AIM OF THE EXERCISE: Lay out as a numbered list the stretch of entries from their start through the line that contains "[169,99,186,107]", with both ends included and blank lines dropped. Leave the pictures out of your list.

Box annotations for photos:
--------------------------------------------------

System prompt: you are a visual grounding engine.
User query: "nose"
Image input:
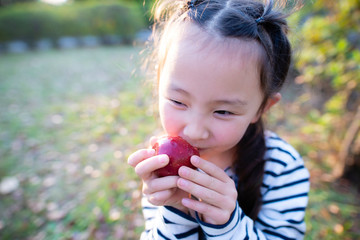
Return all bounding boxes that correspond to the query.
[183,117,209,140]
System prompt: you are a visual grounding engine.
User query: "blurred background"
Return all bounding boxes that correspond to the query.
[0,0,360,240]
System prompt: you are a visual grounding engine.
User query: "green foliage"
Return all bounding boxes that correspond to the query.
[0,1,145,42]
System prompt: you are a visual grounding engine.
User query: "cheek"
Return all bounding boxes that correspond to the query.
[159,102,181,135]
[217,123,249,148]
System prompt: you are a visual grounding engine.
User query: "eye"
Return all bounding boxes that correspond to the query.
[215,110,234,116]
[169,99,186,107]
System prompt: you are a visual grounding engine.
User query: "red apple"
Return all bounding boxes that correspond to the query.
[153,136,199,177]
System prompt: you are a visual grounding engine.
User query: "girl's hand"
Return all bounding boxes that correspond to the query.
[177,156,237,225]
[128,138,189,212]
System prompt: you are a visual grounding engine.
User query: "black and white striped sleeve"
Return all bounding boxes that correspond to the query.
[255,133,310,239]
[197,132,310,240]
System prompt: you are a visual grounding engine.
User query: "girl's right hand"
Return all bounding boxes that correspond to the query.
[128,138,189,212]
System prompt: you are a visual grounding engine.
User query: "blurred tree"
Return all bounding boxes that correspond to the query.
[296,0,360,184]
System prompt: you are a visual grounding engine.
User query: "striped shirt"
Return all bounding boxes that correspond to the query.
[141,131,310,240]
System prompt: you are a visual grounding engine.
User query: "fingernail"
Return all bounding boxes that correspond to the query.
[190,155,200,165]
[159,155,167,164]
[179,178,188,187]
[180,167,189,176]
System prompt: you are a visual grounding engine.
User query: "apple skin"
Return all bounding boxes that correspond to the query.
[152,136,199,177]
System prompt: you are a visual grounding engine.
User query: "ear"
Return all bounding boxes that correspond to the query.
[251,92,281,123]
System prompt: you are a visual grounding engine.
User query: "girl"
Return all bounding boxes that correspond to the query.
[128,0,309,239]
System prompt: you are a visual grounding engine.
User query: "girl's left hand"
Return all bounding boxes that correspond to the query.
[177,156,237,225]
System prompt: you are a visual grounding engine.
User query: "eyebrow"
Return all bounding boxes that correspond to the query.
[170,85,248,106]
[214,99,247,106]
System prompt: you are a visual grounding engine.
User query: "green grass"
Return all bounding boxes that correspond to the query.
[0,47,360,239]
[0,47,156,239]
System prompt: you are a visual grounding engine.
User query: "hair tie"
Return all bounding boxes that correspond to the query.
[255,16,265,24]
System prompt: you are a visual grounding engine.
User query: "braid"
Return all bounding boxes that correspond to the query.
[234,119,266,220]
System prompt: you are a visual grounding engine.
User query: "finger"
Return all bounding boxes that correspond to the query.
[149,136,158,146]
[143,176,179,195]
[181,198,231,225]
[190,155,231,183]
[148,188,176,206]
[128,149,155,167]
[177,178,224,208]
[149,135,165,147]
[135,154,169,180]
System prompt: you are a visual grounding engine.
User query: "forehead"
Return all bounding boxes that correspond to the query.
[158,22,263,80]
[159,22,262,104]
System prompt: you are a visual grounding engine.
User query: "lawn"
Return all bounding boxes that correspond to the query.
[0,47,360,239]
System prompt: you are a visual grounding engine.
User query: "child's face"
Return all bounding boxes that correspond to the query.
[159,30,263,168]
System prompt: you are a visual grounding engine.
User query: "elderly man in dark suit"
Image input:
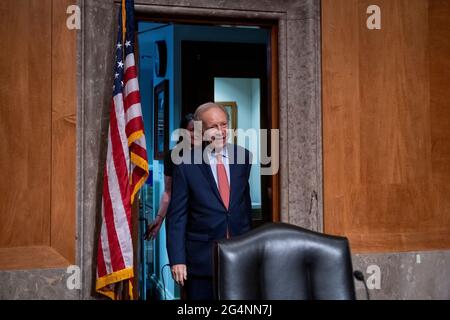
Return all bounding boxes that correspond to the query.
[166,102,252,300]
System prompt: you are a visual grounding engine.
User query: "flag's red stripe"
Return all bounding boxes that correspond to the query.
[97,234,106,278]
[103,168,125,271]
[125,91,141,111]
[125,117,144,137]
[110,100,131,212]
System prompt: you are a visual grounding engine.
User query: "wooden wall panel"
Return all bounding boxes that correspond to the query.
[51,0,76,263]
[0,0,76,269]
[322,0,450,252]
[0,0,51,247]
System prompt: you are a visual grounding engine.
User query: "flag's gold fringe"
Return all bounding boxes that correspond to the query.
[95,268,134,300]
[128,130,144,146]
[130,152,148,173]
[131,173,148,204]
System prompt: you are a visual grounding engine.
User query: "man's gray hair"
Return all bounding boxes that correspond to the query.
[194,102,230,122]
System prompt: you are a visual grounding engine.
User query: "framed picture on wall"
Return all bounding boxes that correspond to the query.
[216,101,238,143]
[153,80,169,160]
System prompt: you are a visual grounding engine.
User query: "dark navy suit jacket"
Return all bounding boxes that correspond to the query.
[166,144,252,276]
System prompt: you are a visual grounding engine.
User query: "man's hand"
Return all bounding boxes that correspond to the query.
[172,264,187,286]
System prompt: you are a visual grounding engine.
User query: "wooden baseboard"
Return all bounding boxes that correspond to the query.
[0,246,71,270]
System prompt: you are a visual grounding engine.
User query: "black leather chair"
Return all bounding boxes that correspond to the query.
[214,223,355,300]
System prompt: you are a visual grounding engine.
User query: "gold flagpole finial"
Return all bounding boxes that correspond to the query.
[122,0,127,43]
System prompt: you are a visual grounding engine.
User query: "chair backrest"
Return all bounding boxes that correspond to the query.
[214,223,355,300]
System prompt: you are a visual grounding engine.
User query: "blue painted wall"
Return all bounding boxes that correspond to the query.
[138,21,269,299]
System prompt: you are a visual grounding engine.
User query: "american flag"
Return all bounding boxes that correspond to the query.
[96,0,148,299]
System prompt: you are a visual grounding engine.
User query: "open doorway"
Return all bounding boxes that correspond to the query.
[137,20,279,299]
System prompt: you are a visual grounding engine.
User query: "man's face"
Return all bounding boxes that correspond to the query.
[202,108,228,149]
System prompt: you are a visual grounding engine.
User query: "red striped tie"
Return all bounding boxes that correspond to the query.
[216,154,230,209]
[216,154,230,239]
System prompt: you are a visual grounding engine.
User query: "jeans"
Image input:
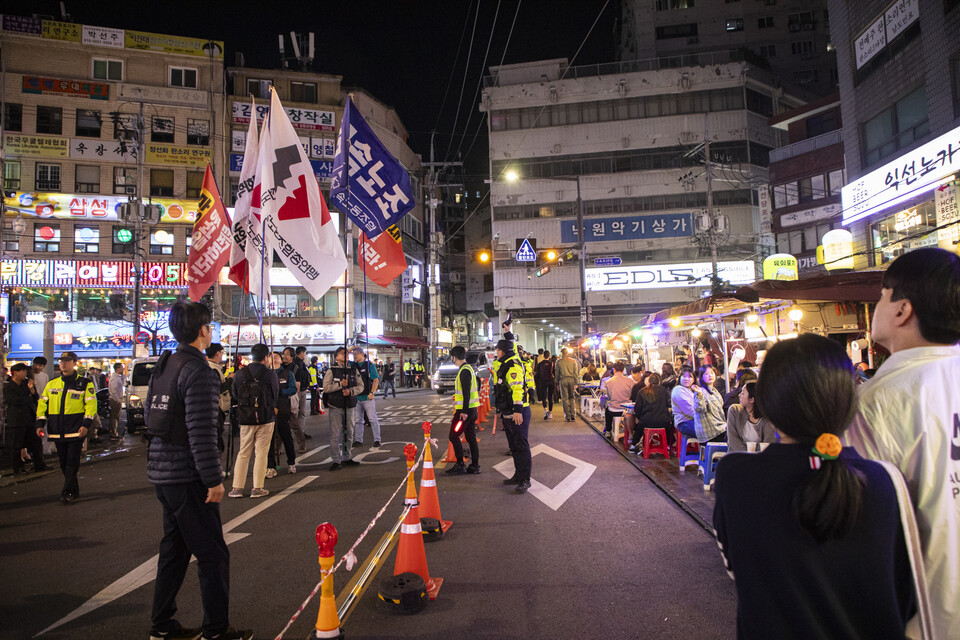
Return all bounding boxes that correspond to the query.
[151,481,230,636]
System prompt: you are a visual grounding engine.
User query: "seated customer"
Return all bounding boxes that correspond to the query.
[713,334,915,640]
[727,380,777,451]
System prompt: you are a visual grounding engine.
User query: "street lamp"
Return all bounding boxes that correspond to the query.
[503,169,587,337]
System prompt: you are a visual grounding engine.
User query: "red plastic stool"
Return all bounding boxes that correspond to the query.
[643,429,670,459]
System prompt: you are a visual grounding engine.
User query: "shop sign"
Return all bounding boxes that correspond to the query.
[124,31,223,60]
[21,76,110,100]
[3,191,198,224]
[560,213,693,244]
[0,260,187,288]
[146,143,213,169]
[233,102,336,131]
[586,260,756,291]
[841,127,960,225]
[3,134,70,158]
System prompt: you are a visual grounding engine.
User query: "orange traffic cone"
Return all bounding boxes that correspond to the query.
[309,522,343,638]
[393,444,443,600]
[420,422,453,533]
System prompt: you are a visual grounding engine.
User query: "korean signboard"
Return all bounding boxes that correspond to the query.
[840,127,960,225]
[560,213,693,244]
[3,191,198,224]
[233,102,336,131]
[21,76,110,100]
[0,260,187,289]
[585,260,756,291]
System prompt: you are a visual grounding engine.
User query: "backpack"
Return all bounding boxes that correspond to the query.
[236,368,273,424]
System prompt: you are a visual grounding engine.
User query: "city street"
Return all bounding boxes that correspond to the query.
[0,391,736,640]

--------------------------------------------------

REPLY TO THE TASK:
1. System prompt: you are a visual grounding engine.
2. User query: "nose"
3. Image input:
4. Return all bounding boxes that correspond to the query.
5. [183,117,209,140]
6. System prompt: you are a visual grounding engine.
7. User query: "blurred background"
8. Return all bounding boxes that correspond to the query.
9. [0,0,360,240]
10. System prompt: you are a visual grounding engine.
11. User query: "green foliage"
12. Return all bounding boxes that correspond to the query.
13. [0,1,145,42]
14. System prompt: you are a visual grounding engine.
15. User query: "cheek"
16. Return all bounding boxes that correspond to the query.
17. [159,102,181,135]
18. [217,123,249,148]
19. System prompt: you are a visual grounding engine.
20. User query: "eye"
21. Return all bounding boxes that correspond to the query.
22. [215,110,234,116]
23. [169,99,186,107]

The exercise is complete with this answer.